== SUPPLIED PASSAGE ==

> Notes:
> + [Greg Reda: Web Scraping 101 with Python](http://www.gregreda.com/2013/03/03/web-scraping-101-with-python/)
> + [Greg Reda: More web scraping with Python (and a map)](http://www.gregreda.com/2013/04/29/more-web-scraping-with-python/)

In [3]:
# A few scraping rules
# ====================

# (1) You should check a site's terms and conditions before you scrape them. 
# It's their data and they likely have some rules to govern it.

# (2) Be nice - A computer will send web requests much quicker than a user can. 
# Make sure you space out your requests a bit so that you don't hammer the site's server.

# (3) Scrapers break - Sites change their layout all the time. 
# If that happens, be prepared to rewrite your code.

# (4) Web pages are inconsistent - There's sometimes some manual clean up that has to 
# happen even after you've gotten your data.

> Data:
> + Food and Drink section of [Chicago Reader's Best of 2011](http://www.chicagoreader.com/chicago/best-of-chicago-2011/BestOf?oid=4100483) ('Inspect Element' each link)

In [4]:
from bs4 import BeautifulSoup
import requests # using requests instead of urllib2

BASE_URL = "http://www.chicagoreader.com"

# using DRY (don't repeat yourself), refactored url getting into soup
def make_soup(url):
    res = requests.get(url)
    res.raise_for_status()
    return BeautifulSoup(res.text, "lxml")

# getting the category links
def get_category_links(section_url):
    soup = make_soup(section_url)
    boccat = soup.find("dl", "boccat")
    category_links = [BASE_URL + dd.a["href"] for dd in boccat.findAll("dd")]
    return category_links

# getting the category, winner, and runners-up
def get_category_winner(category_url):
    soup = make_soup(category_url)
    category = soup.find("h1", "headline").string
    print('category: {}'.format(category))
    winner = [h2.string for h2 in soup.findAll("h2", "boc1")]
    print('winner: {}'.format(winner))
    runners_up = [h2.string for h2 in soup.findAll("h2", "boc2")]
    print('runners_up: {}'.format(runners_up))
    print('category_url: {}'.format(category_url))
    return {"category": category,
            "category_url": category_url,
            "winner": winner,
            "runners_up": runners_up}

In [5]:
from time import sleep
import pprint # pretty printer

food_n_drink = ("http://www.chicagoreader.com/chicago/best-of-chicago-2011-food-drink/BestOf?oid=4106228")
    
categories = get_category_links(food_n_drink)

data = [] # a list to store our dictionaries
for idx, category in enumerate(categories[:5]):
    print('idx: {}'.format(idx))
    winner = get_category_winner(category)

===

* _OBJECTIVES_
A. Answer these questions about the web scraping notebook:
(i) Which library does the notebook use in place of urllib2?
(ii) What value is assigned to BASE_URL?
(iii) Under which numbered rule does the notebook advise spacing out requests?
B. Carry on the web scraping notebook, starting right after its final line of code.
The listing that comes next has no connection to the web scraping notebook.

== RECORDS ==

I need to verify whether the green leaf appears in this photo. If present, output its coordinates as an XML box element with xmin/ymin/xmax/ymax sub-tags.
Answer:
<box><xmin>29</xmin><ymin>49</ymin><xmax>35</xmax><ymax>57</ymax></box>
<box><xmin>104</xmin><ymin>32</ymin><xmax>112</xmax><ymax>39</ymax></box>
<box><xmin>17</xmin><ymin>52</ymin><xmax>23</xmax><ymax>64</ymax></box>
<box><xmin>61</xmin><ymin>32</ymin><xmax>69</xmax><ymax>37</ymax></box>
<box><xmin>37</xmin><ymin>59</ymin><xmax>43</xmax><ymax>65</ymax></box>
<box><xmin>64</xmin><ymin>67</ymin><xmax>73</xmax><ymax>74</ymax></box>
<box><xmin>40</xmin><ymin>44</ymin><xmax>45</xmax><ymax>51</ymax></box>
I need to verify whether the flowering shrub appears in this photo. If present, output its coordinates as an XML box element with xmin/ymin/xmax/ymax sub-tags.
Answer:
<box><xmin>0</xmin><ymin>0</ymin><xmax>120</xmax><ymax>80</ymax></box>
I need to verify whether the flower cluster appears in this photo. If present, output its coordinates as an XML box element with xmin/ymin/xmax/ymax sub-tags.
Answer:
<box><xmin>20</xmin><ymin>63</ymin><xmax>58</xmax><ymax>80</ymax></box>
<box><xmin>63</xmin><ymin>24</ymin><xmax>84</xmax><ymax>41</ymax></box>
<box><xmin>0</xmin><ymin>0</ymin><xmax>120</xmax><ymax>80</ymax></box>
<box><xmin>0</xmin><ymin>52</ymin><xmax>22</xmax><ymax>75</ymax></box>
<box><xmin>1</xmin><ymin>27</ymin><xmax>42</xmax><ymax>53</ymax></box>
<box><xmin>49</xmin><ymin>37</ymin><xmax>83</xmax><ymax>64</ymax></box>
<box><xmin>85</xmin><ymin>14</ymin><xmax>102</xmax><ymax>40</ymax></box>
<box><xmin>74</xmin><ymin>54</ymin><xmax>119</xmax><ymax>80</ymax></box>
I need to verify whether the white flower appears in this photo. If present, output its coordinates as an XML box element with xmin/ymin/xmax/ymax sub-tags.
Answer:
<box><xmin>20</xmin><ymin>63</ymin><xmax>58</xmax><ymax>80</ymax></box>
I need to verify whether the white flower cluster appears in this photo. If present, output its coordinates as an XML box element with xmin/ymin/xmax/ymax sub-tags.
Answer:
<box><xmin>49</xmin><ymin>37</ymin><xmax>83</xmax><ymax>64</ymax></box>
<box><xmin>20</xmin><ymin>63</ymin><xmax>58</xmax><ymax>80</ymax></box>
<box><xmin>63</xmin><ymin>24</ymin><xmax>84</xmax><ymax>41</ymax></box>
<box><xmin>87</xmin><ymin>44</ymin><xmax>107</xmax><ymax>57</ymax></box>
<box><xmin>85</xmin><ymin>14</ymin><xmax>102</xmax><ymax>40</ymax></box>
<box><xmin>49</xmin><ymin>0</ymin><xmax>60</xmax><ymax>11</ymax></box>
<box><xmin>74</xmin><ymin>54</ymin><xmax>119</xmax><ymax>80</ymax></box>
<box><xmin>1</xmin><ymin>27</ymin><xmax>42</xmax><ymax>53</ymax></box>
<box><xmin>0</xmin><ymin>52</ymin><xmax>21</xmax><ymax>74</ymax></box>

===

* _RESPONSES IN ORDER_
A.
(i) requests
(ii) "http://www.chicagoreader.com"
(iii) Rule (2), "Be nice"

B.
    data.append(winner)
    print('sleeping for 1ms...')
    sleep(1) # be nice

pp = pprint.PrettyPrinter(indent=4)
pp.pprint(data)


idx: 0
category: Best restaurant that's been around forever and is still worth the trip 
winner: ['Lula Cafe']
runners_up: ['Frontera Grill', 'Chicago Diner  ', 'Sabatino’s', 'Twin Anchors']
category_url: http://www.chicagoreader.com/chicago/BestOf?category=1979894&year=2011
sleeping for 1ms...
idx: 1
category: Best fancy restaurant in Chicago 
winner: ['Alinea ']
runners_up: ['Blackbird', 'Girl & the Goat', 'Green Zebra', 'The Publican']
category_url: http://www.chicagoreader.com/chicago/best-fancy-restaurant-in-chicago/BestOf?oid=4088017
sleeping for 1ms...
idx: 2
category: Best bang for your buck 
winner: ['Big Star', 'Sultan’s Market']
runners_up: ['Frasca Pizzeria & Wine Bar', 'Chutney Joe’s', '"My boyfriend!"']
category_url: http://www.chicagoreader.com/chicago/best-bang-for-your-buck/BestOf?oid=4088018
sleeping for 1ms...
idx: 3
category: Best chef 
winner: ['Rick Bayless (Frontera Grill, Topolobampo, Xoco)']
runners_up: ['Grant Achatz (Alinea, Next, The Aviary)', 'Stephanie Iza

> Data:
> + [Chicago Magazine's Best Sandwiches list](http://www.chicagomag.com/Chicago-Magazine/November-2012/Best-Sandwiches-Chicago/)

In [13]:
# Apart from BeautifulSoup, python scraping libraries worth looking into:
# (1) Scrapy
# (2) PyQuery

# objective: get data and write to a csv file

from bs4 import BeautifulSoup
import requests
import csv

base_url = ("http://www.chicagomag.com/Chicago-Magazine/November-2012/Best-Sandwiches-Chicago/")

soup = make_soup(base_url)
sammies = soup.find_all("div", "sammy")
sammy_urls = [(div.a["href"], div.div.text, div.a.b.text, div.a.text.split('\n')[1].strip()) for div in sammies]

with open("src-best-sandwiches.tsv", "w") as f:
    fieldnames = ("rank", "sandwich", "restaurant", "description", "price",
                    "address", "phone", "website")
    output = csv.writer(f, delimiter="\t")
    output.writerow(fieldnames)

    for (url, rnk, sndwch, rstrnt) in sammy_urls:
        url = url.replace("http://www.chicagomag.com", "")  # inconsistent URL
        page = make_soup("http://www.chicagomag.com{0}".format(url))
        
        rank = rnk
        sandwich = sndwch 
        restaurant = rstrnt 

        description = page.find('div','fb-like fb-like-top').find_next().text.strip()

        addy = page.find('p','addy').em.text.split(',')
        price = addy[0].partition(' ')[0].strip() 
        price = ''.join(price.rsplit('.',1))
        address = addy[0].partition(' ')[2].strip()
        phone = addy[1].strip()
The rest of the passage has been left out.